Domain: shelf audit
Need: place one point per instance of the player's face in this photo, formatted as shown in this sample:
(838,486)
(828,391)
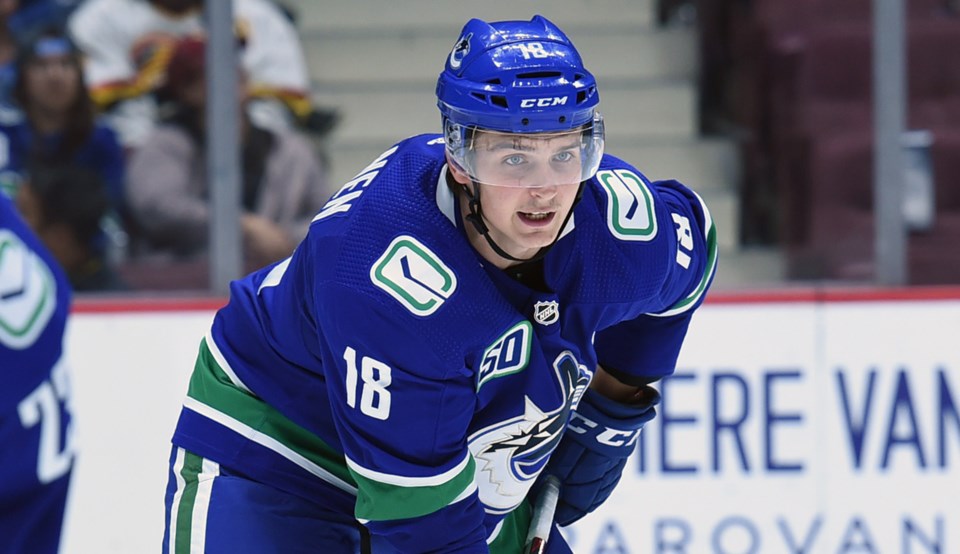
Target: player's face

****************

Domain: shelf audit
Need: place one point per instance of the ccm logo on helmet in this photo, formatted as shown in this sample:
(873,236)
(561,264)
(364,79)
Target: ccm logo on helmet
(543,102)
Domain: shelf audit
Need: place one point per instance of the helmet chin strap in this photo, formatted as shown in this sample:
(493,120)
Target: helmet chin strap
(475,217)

****************

上のレコードのうち、文字列「sample」を含む行をすべて抜き出してください。大文字と小文字は区別します。

Need: place one point per instance of the player's face in this photo, formatted as shown in this sample:
Need: place one point per instance of the ccm logo on helmet in this photo, formatted as shown in this sample:
Need: place one point per instance of the helmet chin strap in this photo, formatted as shown in this sample:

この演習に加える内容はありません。